For other starlets coming of age, i.e. the Mileys and Selenas of recent years or the Britneys and Christinas of my childhood, there was always something to push back against. Even if they weren't Disney princesses (though they were all Disney princesses), everyone still labored under the strict, weighty, and unfair cultural expectation of virginity and its supposed counterpart, purity. This is the kind of dumb-dumb sociocultural fallacy that even a teen can grasp as BS and revolt against, eventually using this new stripe of independent thinking to begin the difficult process of carving out a unique, adult identity.
And past the purity trap, past starlets had to contend with the cultural barriers that are maybe actually kind of a good idea to not cross: not using all the drugs, not being pretty racist, not wildly altering your body's appearance before the hard end of puberty, not having a public emotional collapse and subsequently attacking a deserving paparazzo with an umbrella.
But if Kylie got really into weed or shaved her head or leaked a sex tape, no one would blink. Ryan Secrets (typo, but it stays) definitely wouldn't risk a forehead wrinkle on it. A sex tape would be kind of quaint, in fact — a sisterly homage.
There's nothing Kylie could do in the public eye — short of shooting someone in the middle of Fifth Avenue, Trump-style — that couldn't be packaged and sold to a waiting audience. Until we're not seeing her, until people can't remember her name, she will never ever be free.
Even if Kylie made the radical choice to be boring (a choice some might argue she's already made), there's already a Kardashian precursor for a dull-ass persona. She could be another Kourtney, dutifully following her sisters to Miami and the Hamptons, speaking with a flat affect about stores or Jitneys.
But there is some hope. Kylie could start by ditching the source of her dominance: her enhanced lips. If she has permanent fillers, she'd have to go through the painful and possibly scarring process to remove them but if they're just injections, like Restylane or Juvederm, she can just, you know, leave them alone for a year and they're deflate on their own. Without the power of the pout, Kylie's teen sway and the rest of her brand — her trout-faced game avatar, her mouth Snapchat persona, and of course, her lip kit — might just fade away.

• [GOAL A]:
Summarize the text on Kylie and earlier teen starlets in exactly two sentences.
• [GOAL B]:
In the Kylie text, which two injection products are named as fillers that would deflate on their own if left alone?
• [GOAL C]:
Extend the piece on Kylie and earlier starlets with one more paragraph that picks up after its final sentence.

• [DATA ROWS]:
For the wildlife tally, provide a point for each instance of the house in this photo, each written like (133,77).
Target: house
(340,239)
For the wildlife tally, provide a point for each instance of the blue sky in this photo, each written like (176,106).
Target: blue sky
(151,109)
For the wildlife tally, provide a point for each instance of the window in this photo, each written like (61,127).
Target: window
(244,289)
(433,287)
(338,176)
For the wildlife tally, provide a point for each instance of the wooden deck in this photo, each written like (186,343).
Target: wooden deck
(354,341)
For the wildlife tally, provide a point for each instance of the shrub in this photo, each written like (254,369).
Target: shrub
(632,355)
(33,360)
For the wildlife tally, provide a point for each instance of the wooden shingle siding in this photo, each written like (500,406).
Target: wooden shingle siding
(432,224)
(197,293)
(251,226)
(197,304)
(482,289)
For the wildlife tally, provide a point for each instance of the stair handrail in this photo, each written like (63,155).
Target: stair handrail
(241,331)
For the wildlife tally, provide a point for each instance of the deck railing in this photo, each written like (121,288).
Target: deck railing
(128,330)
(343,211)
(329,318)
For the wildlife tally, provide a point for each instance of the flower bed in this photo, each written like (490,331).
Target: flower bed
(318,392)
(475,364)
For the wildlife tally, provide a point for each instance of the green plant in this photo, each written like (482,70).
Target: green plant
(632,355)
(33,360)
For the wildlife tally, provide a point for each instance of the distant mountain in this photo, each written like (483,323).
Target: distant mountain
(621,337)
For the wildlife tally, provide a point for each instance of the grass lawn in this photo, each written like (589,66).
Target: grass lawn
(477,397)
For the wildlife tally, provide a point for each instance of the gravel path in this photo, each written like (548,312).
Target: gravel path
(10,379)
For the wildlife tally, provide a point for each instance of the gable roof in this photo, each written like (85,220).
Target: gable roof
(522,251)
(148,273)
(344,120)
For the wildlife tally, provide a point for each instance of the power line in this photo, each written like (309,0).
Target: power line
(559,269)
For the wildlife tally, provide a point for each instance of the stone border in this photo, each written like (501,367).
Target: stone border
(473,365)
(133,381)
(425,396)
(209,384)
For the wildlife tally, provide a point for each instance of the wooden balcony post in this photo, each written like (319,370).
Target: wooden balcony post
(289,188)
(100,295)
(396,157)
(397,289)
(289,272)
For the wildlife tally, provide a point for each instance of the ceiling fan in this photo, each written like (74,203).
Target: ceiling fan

• [WRITTEN ANSWER A]:
Earlier starlets faced cultural expectations such as virginity and purity that they could rebel against, but nothing Kylie does in public, even choosing to be boring like Kourtney, falls outside what can be packaged and sold to an audience. The text's one hope is that she ditches her enhanced lips, letting the pout-based brand around her game avatar, Snapchat persona, and lip kit fade away.

• [WRITTEN ANSWER B]:
Restylane and Juvederm.

• [WRITTEN ANSWER C]:
She could take out her extensions, avoid wigs, stop popping her booty, eschew spray tanner, and wear the clothes of normals. If none of that works, if she's just embraced as inventing the body mod version of normcore, than she could go further: she could get a job with regular hours and quantifiable results and no social media presence, like washing dishes in an industrial kitchen or cleaning classrooms at an elite Massachusetts' university (sure, I'm thinking of Good Kylie Hunting here, but why not?). She could move; not to a scenic, Instagrammable Montana ranch, or an adorable seaside town in Maine where she would learn about herself, Nick Sparks style, through the love of a good carpenter, or even a third world country where she could trick us and herself into believing she has even an iota of charitable impulse in one of her pointy, pointy talons, but someplace deeply unglamorous like that top Dakota.
She could try out reality, the non-TV version. She could get her hands dirty without having a handler off camera ready with a wet-wipe; she could make mistakes the tabloids couldn't know to weigh in on. She could try to live the unedited, unbroadcast, unexciting life of a regular American. And for her, that would be revolutionary.